→ Assignment:
When you reach the line containing "rings combine even-odd" in the data below, reproduce it and every line that follows, exactly and without additions.

→ Stored data:
###

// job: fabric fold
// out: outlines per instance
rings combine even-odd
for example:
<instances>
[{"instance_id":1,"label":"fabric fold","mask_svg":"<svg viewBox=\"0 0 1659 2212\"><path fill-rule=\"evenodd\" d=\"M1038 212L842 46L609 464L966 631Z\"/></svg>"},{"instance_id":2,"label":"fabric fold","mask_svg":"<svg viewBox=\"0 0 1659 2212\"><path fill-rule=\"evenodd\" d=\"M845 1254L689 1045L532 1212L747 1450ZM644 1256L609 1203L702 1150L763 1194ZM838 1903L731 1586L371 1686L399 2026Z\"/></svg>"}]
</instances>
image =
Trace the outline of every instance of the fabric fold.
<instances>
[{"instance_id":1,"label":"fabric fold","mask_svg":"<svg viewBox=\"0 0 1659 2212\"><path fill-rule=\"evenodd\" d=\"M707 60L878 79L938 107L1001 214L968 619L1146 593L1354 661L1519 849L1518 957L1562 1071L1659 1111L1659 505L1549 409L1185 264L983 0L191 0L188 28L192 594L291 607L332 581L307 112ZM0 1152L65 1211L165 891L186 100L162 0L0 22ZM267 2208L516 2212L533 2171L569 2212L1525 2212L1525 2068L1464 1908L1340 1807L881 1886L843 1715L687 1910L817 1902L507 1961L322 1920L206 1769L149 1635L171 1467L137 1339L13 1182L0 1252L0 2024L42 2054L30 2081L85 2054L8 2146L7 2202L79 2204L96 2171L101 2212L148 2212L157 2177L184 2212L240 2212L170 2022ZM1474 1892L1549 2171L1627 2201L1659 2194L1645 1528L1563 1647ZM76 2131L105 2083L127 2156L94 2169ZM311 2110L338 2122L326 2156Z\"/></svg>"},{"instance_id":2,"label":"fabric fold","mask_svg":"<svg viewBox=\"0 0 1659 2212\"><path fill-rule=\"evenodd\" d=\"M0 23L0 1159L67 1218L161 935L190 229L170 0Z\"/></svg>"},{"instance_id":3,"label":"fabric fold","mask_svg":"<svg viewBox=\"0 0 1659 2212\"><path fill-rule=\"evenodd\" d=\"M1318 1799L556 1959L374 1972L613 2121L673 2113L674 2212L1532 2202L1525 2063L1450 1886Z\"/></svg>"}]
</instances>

###

→ Response for this exercise:
rings combine even-odd
for example:
<instances>
[{"instance_id":1,"label":"fabric fold","mask_svg":"<svg viewBox=\"0 0 1659 2212\"><path fill-rule=\"evenodd\" d=\"M1038 212L842 46L609 464L966 631Z\"/></svg>"},{"instance_id":2,"label":"fabric fold","mask_svg":"<svg viewBox=\"0 0 1659 2212\"><path fill-rule=\"evenodd\" d=\"M845 1254L689 1045L532 1212L747 1450ZM644 1256L609 1203L702 1150L763 1194ZM838 1903L731 1586L371 1686L399 2026Z\"/></svg>"}]
</instances>
image =
Trace the outline of every instance of the fabric fold.
<instances>
[{"instance_id":1,"label":"fabric fold","mask_svg":"<svg viewBox=\"0 0 1659 2212\"><path fill-rule=\"evenodd\" d=\"M707 60L878 79L938 107L1001 214L968 619L1146 593L1354 661L1519 849L1518 957L1562 1071L1659 1111L1659 505L1549 409L1185 264L983 0L191 0L188 28L192 594L291 607L332 581L307 112ZM0 1152L65 1211L165 891L186 100L162 0L0 22ZM267 2208L516 2212L533 2171L569 2212L1525 2212L1525 2068L1464 1908L1340 1807L881 1886L843 1715L687 1910L817 1902L507 1961L322 1920L206 1769L149 1635L171 1467L137 1339L13 1182L0 1252L0 2024L42 2054L30 2081L85 2054L8 2146L7 2202L79 2204L96 2171L101 2212L148 2212L157 2177L184 2212L240 2212L170 2022ZM1474 1892L1549 2171L1627 2201L1659 2194L1645 1528L1563 1647ZM76 2131L105 2083L127 2156L94 2169ZM311 2110L338 2122L326 2156Z\"/></svg>"},{"instance_id":2,"label":"fabric fold","mask_svg":"<svg viewBox=\"0 0 1659 2212\"><path fill-rule=\"evenodd\" d=\"M0 23L0 1159L67 1218L161 935L190 229L170 0Z\"/></svg>"},{"instance_id":3,"label":"fabric fold","mask_svg":"<svg viewBox=\"0 0 1659 2212\"><path fill-rule=\"evenodd\" d=\"M1318 1799L556 1959L374 1972L613 2121L673 2113L674 2212L1532 2202L1525 2063L1450 1886Z\"/></svg>"}]
</instances>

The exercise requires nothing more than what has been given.